The data:
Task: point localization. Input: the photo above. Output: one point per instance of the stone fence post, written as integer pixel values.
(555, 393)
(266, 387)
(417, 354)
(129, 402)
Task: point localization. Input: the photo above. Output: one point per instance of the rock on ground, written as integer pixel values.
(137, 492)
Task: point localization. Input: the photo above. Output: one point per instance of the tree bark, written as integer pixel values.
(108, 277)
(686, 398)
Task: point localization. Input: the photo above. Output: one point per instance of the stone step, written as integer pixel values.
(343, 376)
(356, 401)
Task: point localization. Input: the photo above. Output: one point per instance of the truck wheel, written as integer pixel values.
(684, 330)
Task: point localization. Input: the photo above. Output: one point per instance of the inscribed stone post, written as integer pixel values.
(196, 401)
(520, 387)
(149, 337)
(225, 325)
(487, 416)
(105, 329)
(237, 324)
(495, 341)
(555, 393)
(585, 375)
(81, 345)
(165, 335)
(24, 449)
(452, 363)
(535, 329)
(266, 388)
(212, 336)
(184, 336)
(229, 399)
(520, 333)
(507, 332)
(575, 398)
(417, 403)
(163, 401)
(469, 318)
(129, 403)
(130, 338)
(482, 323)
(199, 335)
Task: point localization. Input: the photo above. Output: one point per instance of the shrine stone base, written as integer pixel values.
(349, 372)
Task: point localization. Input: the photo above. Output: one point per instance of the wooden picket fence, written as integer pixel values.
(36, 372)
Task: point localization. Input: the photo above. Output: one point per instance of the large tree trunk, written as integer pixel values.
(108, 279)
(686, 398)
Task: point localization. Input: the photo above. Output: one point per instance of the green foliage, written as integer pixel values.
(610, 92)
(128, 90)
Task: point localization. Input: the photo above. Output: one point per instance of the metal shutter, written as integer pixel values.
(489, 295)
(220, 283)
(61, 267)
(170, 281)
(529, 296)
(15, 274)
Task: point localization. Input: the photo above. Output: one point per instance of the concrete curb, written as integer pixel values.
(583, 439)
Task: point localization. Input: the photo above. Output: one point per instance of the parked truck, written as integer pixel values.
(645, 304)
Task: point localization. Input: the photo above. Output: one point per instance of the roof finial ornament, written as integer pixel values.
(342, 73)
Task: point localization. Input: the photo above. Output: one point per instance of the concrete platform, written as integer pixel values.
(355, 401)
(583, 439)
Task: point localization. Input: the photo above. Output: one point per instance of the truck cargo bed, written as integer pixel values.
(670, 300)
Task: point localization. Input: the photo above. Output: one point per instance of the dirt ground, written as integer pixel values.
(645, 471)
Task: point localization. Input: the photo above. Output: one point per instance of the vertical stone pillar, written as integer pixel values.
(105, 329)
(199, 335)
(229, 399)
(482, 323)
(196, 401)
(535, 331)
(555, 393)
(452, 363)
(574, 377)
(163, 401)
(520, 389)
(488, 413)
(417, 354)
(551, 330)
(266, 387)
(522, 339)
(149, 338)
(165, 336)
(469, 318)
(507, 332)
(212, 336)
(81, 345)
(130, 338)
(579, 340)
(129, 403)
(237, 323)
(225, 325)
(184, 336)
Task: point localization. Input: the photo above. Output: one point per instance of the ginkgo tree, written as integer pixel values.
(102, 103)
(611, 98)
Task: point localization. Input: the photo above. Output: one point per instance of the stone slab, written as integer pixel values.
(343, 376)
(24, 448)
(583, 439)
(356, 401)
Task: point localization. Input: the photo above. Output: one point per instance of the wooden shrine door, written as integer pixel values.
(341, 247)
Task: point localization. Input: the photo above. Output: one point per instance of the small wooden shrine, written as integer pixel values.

What you will do: Transcribe each entry exactly.

Task response:
Task: point localization. Input: the photo above. Output: one point per instance of the stone fence post, written as integer pixel values.
(555, 393)
(266, 387)
(417, 354)
(129, 402)
Task: point localization. Input: the photo above. Output: one point per instance of the rock on ground, written as integer pixel values.
(137, 492)
Task: point localization. Input: the photo above. Output: one point per instance of the tree bark, written as integer pixel values.
(108, 277)
(686, 398)
Task: point localization. Input: the photo above. Output: one point per instance of the stone step, written as integer pixel values.
(343, 376)
(356, 401)
Task: point localization. Input: the photo above. Output: one point per instance of the truck wheel, written as integer pixel values.
(684, 330)
Task: point localization. Input: the photo above. Output: one point per instance of the inscribed stone post, written as integer pixel values.
(196, 401)
(520, 387)
(149, 337)
(225, 325)
(487, 416)
(105, 329)
(237, 324)
(495, 341)
(555, 393)
(585, 375)
(81, 345)
(165, 335)
(24, 449)
(452, 363)
(535, 329)
(266, 388)
(212, 336)
(184, 336)
(229, 399)
(520, 333)
(507, 332)
(575, 398)
(417, 403)
(163, 401)
(469, 318)
(129, 403)
(130, 338)
(482, 323)
(199, 335)
Task: point localization. Input: the photo above. Output: one point per instance of the shrine stone base, written as integer pixel values.
(349, 372)
Task: point localization. Input: the photo above. Output: one point per instance of the wooden picket fence, written as integer pixel values.
(36, 372)
Task: point localization. Input: the photo above. Output: one point per instance of the large tree trunk, written as integer pixel values.
(108, 279)
(686, 398)
Task: point localization. Input: the photo above. Output: one point per instance of the green foliage, written as integer pixel values.
(610, 92)
(128, 90)
Task: point localization. Input: the photo above. Output: one point per instance of the metal shutter, written as integer pixel values.
(489, 295)
(220, 283)
(61, 267)
(170, 281)
(529, 296)
(15, 274)
Task: point localization. Input: the photo above. Output: one point per instance of the concrete curb, written as integer pixel values.
(583, 439)
Task: point localization. Input: the photo above. Output: one point per instance of the parked truck, written as integer pixel values.
(645, 304)
Task: point localization. Input: the photo above. Output: one point per instance of the roof finial ornament, written as integer pixel values.
(342, 73)
Task: point localization. Input: the photo above. Output: one point per instance of the concrete platform, written as integer pixel values.
(355, 401)
(583, 439)
Task: point localization. Input: the photo above. Output: one point per instance of the truck cargo bed, written as integer pixel values.
(670, 300)
Task: point localization. Input: the photo above. Output: one point per instance of the dirt ground, written as integer pixel values.
(645, 471)
Task: point localization. Input: the photo above. Output: one point per instance of the vertical stone pillar, written as integer pixel values.
(105, 329)
(199, 335)
(229, 399)
(482, 323)
(196, 401)
(535, 331)
(555, 393)
(452, 363)
(574, 377)
(163, 401)
(520, 389)
(488, 413)
(417, 354)
(551, 330)
(266, 387)
(522, 339)
(149, 338)
(165, 336)
(469, 318)
(507, 332)
(212, 336)
(81, 345)
(130, 338)
(579, 340)
(129, 403)
(237, 323)
(225, 325)
(184, 336)
Task: point localization. Input: the photo above. Output: one point per instance of the ginkgo tree, written as integer pixel values.
(102, 103)
(611, 98)
Task: point localization. Input: the photo above. Output: one point per instance of the stone slab, written as integer pixel values.
(343, 376)
(24, 448)
(583, 439)
(356, 401)
Task: point localization. Input: the photo above. Output: one point per instance of the wooden shrine door, written as integer pixel values.
(341, 247)
Task: point localization. Input: the photo above. Output: one point per instance of the small wooden shrine, written as integer pixel values.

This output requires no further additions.